## Data lines
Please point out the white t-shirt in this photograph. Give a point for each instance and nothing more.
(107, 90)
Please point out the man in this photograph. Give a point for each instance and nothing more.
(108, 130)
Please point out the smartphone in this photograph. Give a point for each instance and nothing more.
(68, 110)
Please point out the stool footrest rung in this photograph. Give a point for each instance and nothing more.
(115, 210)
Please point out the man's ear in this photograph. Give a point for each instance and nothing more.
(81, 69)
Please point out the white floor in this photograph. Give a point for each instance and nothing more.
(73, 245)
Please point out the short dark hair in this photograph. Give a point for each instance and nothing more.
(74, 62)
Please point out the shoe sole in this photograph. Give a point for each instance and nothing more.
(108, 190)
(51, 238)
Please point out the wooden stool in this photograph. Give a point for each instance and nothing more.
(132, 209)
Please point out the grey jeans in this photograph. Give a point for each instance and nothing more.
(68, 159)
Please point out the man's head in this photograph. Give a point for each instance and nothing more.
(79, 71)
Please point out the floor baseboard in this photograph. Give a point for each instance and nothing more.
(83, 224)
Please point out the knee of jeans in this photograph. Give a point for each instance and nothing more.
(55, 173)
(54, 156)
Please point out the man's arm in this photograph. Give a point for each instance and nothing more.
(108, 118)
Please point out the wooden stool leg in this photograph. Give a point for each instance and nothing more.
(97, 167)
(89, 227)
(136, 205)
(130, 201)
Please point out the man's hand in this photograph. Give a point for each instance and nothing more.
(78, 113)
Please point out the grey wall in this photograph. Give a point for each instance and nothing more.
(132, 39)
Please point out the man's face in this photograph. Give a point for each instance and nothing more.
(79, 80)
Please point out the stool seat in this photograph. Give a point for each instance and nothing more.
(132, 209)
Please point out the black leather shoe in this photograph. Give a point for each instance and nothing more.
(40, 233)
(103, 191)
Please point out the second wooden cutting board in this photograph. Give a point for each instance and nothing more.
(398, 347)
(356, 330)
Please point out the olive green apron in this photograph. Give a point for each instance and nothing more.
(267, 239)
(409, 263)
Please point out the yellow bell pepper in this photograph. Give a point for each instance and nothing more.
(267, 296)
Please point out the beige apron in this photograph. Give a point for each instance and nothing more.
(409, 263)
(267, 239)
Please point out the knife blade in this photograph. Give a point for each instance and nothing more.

## What needs to be done
Please reproduce all the rows above word for word, from the first to the last, with nothing added, dropped, or changed.

## Exercise solution
Please point out the white t-shirt in this photograph. Give a point for each instance and nothing more.
(107, 90)
Please point out the man in this photograph. Give a point for each instance and nothing more.
(108, 130)
Please point out the smartphone in this photograph. Give a point for each instance and nothing more.
(68, 110)
Please point out the stool footrest rung in this photograph. Give a point for each instance and nothing more.
(115, 210)
Please point out the man's ear in this photograph. Give a point for each instance and nothing more.
(81, 69)
Please point out the white floor in this photograph. Give a point for each instance and nothing more.
(73, 245)
Please point out the short dark hair in this photograph. Give a point for each instance and nothing more.
(74, 62)
Please point out the shoe sole in this photograph. Give a point for each instance and nothing more.
(108, 190)
(51, 238)
Please point out the wooden stool in this photograph. Give a point for each instance and nothing more.
(132, 209)
Please point out the grey jeans in this photograph. Give a point for each instance and nothing more.
(68, 159)
Please point out the man's head in this photograph. Give a point for each instance and nothing more.
(79, 71)
Please point out the floor baseboard in this photograph. Give a point for each instance and nothing more.
(83, 224)
Please point out the knee of jeans in this photograph. Give a point for each instance and nothing more.
(55, 173)
(54, 156)
Please point out the man's arm in this photograph. Give a point for each instance and nothing more.
(108, 118)
Please point out the wooden stool leg in this photograph. Give a point for each instance and nothing more.
(97, 167)
(89, 227)
(136, 205)
(130, 201)
Please point out the man's hand in this photograph. Give a point for each instance and nothing more.
(78, 113)
Please point out the grey wall in this photograph. Give a point for each instance and nothing more.
(132, 39)
Please point out the man's face in this photograph. Give a point for each instance and nothing more.
(79, 80)
Please point out the stool seat in this photograph. Give a point for each instance and nothing more.
(132, 209)
Please point out the black leather shoe in this photograph. Give a point for each instance and nothing more.
(40, 233)
(103, 191)
Please point out the second wooden cutting board in this photograph. Give a point for each instance and nothing more.
(398, 347)
(356, 330)
Please point out the olive green apron in this photograph. Give a point for each instance and nothing more.
(267, 239)
(409, 263)
Please point out the yellow bell pepper in this photograph. Give a point for each instance and nothing more.
(267, 296)
Please point out the beige apron in this photograph. Give a point for each instance and nothing more.
(409, 263)
(267, 239)
Please point out the knife blade in this photograph. Give a point for each instance and nothing more.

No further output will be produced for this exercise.